## Votre tâche:
D'après le texte sur le droit de retrait, qu'est-ce qui déclenche réellement l'hystérie des dirigeants, plus que les controverses de juristes ? Expliquez-le en une ou deux phrases, s'il vous plaît.

## Texte à lire:
····················
Publié le Jeudi 31 octobre 2019 à 11h46.

Droit de retrait : en toute légitimité

Édouard Philippe, Muriel Pénicaud, Jean-Baptiste Djebbari… la semaine dernière, les ministres ont défilé pour monter au créneau contre l’utilisation massive par les cheminotEs de leur droit de retrait et dénoncer une « grève illicite » à grand renfort de mauvais arguments juridiques. L’exercice a atteint son apothéose avec la citation tronquée par Pénicaud, sur la matinale de France Inter, de l’article du Code du travail concernant le droit de retrait.

Mais plus que les controverses de juristes, ce qui déclenche une telle hystérie chez nos dirigeants, c’est bien la capacité des travailleurEs d’un secteur stratégique à cesser le travail en masse et inopinément malgré toute les restrictions apportées au droit de grève.
····················
## Données d'entrée:

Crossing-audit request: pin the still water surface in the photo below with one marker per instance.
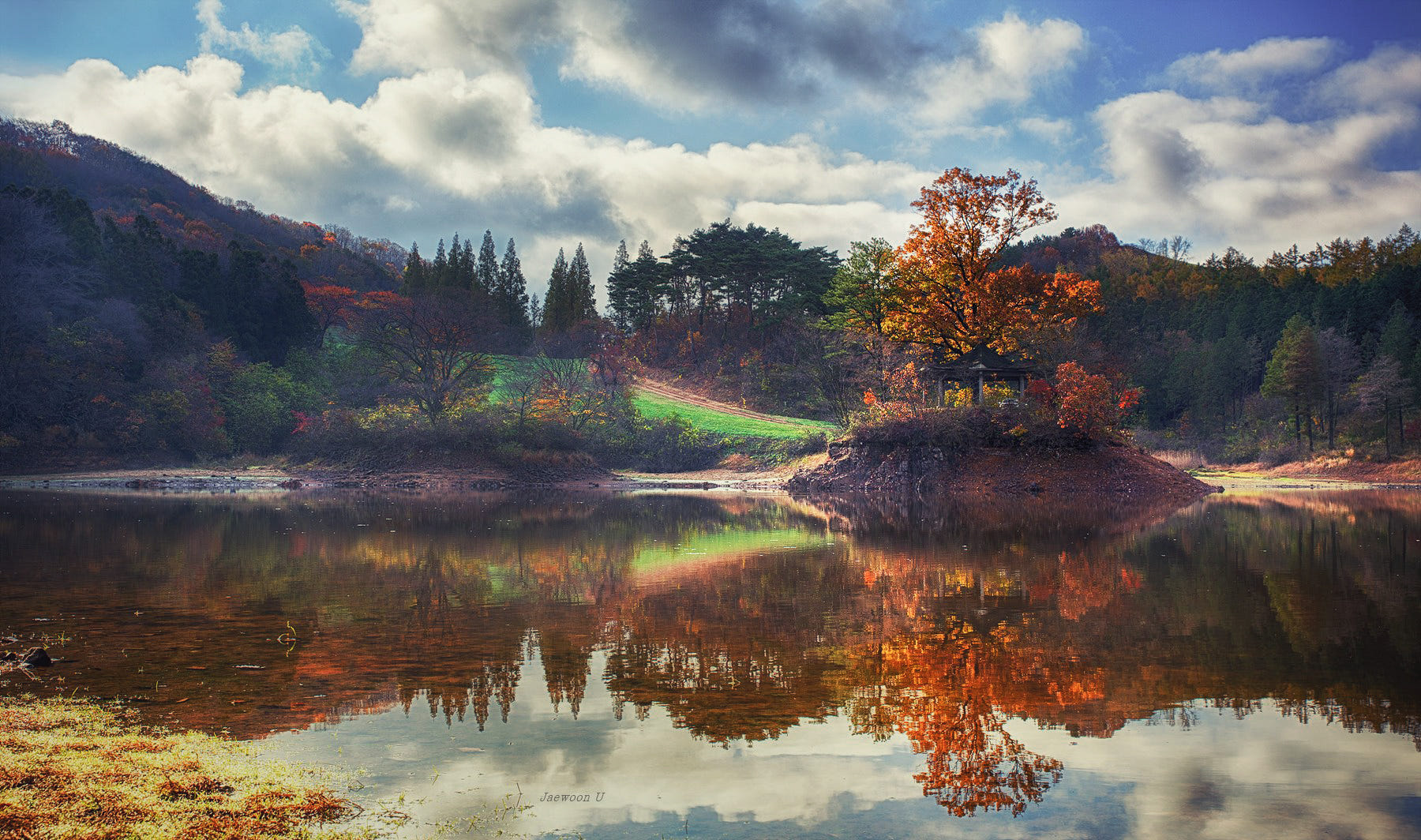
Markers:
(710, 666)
····················
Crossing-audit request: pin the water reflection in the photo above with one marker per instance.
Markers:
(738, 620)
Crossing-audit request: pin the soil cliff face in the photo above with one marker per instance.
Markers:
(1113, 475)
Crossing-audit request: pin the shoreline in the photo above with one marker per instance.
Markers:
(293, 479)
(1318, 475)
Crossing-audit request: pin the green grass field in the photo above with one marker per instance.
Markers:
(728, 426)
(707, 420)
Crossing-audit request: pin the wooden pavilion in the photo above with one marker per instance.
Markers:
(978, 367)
····················
## Résultat de l'exercice:
Ce qui déclenche cette hystérie, c'est la capacité des travailleurs d'un secteur stratégique à cesser le travail en masse et inopinément, malgré toutes les restrictions apportées au droit de grève.